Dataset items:
________________________

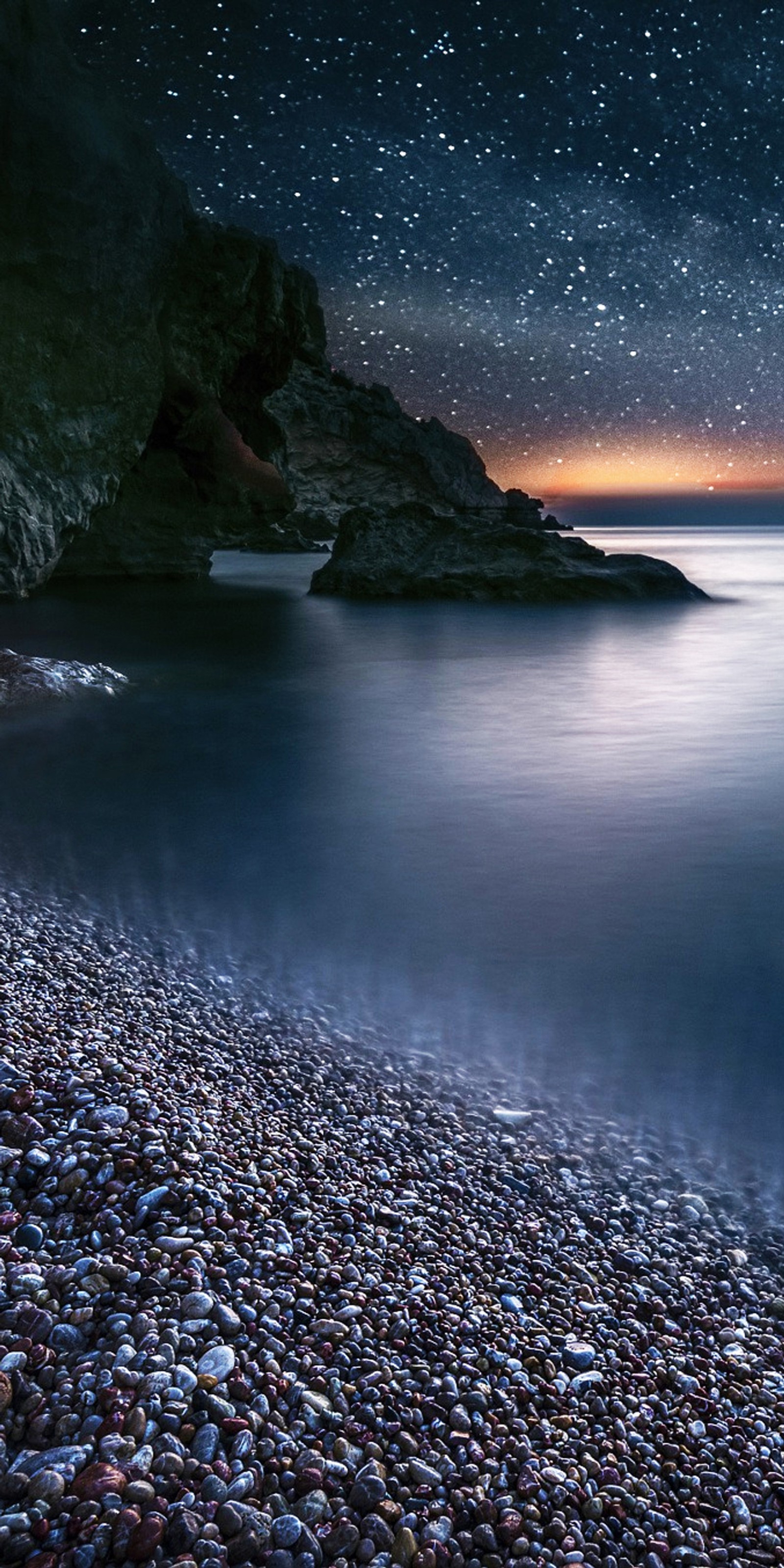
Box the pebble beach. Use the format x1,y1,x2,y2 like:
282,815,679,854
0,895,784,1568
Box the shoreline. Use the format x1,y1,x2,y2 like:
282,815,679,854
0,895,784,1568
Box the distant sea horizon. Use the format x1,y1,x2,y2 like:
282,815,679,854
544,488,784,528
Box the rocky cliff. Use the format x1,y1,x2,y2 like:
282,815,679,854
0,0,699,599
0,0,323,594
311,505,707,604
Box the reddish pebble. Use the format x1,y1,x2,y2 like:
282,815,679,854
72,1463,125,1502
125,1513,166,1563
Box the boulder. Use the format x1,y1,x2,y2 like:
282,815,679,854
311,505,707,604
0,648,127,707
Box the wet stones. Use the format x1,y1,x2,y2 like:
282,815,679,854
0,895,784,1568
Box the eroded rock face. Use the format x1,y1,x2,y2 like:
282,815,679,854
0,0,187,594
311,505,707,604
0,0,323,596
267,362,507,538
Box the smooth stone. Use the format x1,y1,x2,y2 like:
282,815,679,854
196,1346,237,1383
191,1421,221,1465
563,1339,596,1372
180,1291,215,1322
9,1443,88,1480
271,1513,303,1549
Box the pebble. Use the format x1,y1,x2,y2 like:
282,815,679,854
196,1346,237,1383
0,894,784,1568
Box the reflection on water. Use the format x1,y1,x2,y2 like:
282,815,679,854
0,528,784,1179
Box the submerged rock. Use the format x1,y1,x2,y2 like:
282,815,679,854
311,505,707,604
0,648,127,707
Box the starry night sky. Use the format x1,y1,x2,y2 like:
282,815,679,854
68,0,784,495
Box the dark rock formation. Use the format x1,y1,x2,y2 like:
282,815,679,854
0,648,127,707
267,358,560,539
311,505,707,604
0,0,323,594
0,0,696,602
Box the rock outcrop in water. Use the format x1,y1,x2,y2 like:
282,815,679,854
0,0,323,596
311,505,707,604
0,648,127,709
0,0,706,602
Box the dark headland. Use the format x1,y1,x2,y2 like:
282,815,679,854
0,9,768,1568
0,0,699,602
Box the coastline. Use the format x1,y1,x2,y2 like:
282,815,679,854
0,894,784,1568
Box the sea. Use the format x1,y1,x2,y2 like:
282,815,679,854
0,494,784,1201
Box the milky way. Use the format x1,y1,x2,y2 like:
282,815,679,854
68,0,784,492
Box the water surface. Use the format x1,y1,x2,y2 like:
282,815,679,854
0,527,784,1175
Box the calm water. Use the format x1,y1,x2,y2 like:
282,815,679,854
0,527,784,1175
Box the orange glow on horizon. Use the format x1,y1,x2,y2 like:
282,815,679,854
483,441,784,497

________________________

Rewrite all of the data above, replacing "Use the format" with "Follow the format" wherever it occurs and keeping everything else the same. Leave the pictures out of your answer.

Box the pebble beach. Follow the format x1,y1,x2,y2 like:
282,815,679,854
0,895,784,1568
Box the shoreline. Follow the format x1,y1,x2,y2 like:
282,815,679,854
0,895,784,1568
Box the distant sea horizon. Follow the format x1,y1,x2,y2 like:
282,815,679,854
544,488,784,528
Box the rocky cliff. Follow the format x1,y1,x2,y2 like:
282,815,679,854
0,0,699,599
0,0,323,594
311,505,707,604
Box the reddish pebble. Follow the format x1,y1,x2,y2 like:
282,815,679,854
72,1463,125,1502
125,1513,166,1563
Box the boulder. Follow the format x1,y1,x2,y2 like:
282,815,679,854
311,505,707,604
0,648,127,707
Box the wet stones. Follow the format x1,y1,x2,y2 like:
282,815,679,854
0,895,784,1568
Box the eroded rock face. Follow the format x1,y1,x2,y2 like:
282,815,679,854
0,0,187,594
311,505,707,604
0,0,323,596
267,362,507,538
Box the smooth stone. Follow the format x1,y1,x2,y2 like:
282,815,679,854
196,1346,237,1383
191,1421,221,1465
563,1339,596,1372
180,1291,215,1322
9,1443,88,1480
271,1513,303,1549
Box the pebble. Follow the format x1,y1,x2,y2 like:
282,815,679,854
196,1346,237,1383
0,894,784,1568
Box the reflection on water. Follow the format x1,y1,x2,y2 like:
282,815,679,854
0,528,784,1179
Box the submerged rock. Follow the format x1,y1,x2,y2 like:
282,815,679,854
311,505,707,604
0,648,127,707
Box the starry night sky. Follow the format x1,y1,x2,y2 like:
282,815,679,854
68,0,784,495
Box the dark rock formation. Follow the format x1,y1,x2,y2 like:
282,815,679,854
0,648,127,707
267,358,560,539
311,505,707,604
0,0,323,594
0,0,696,602
Box the rock outcrop in water. Follow the format x1,y1,x2,y2 like:
282,815,679,854
0,0,323,596
311,505,707,604
0,648,127,709
0,0,706,602
Box the dark headland. Follow the format x1,y1,x2,y2 like:
282,815,679,854
0,9,768,1568
0,0,699,602
Box the coastline. Follow the format x1,y1,x2,y2 like:
282,815,679,854
0,894,784,1568
Box the sea. Follow the format x1,y1,x2,y2 like:
282,815,679,854
0,494,784,1201
Box the milky way. Follow the format x1,y1,x2,y2 like:
282,815,679,854
68,0,784,492
Box the water surface. Follow the format x1,y1,x2,y2 like:
282,815,679,854
0,527,784,1175
Box the calm water. Follow the format x1,y1,x2,y2 like:
282,815,679,854
0,527,784,1175
Box the orange glow on horizon. Follow the format x1,y1,x2,y2 like:
282,815,679,854
483,441,784,497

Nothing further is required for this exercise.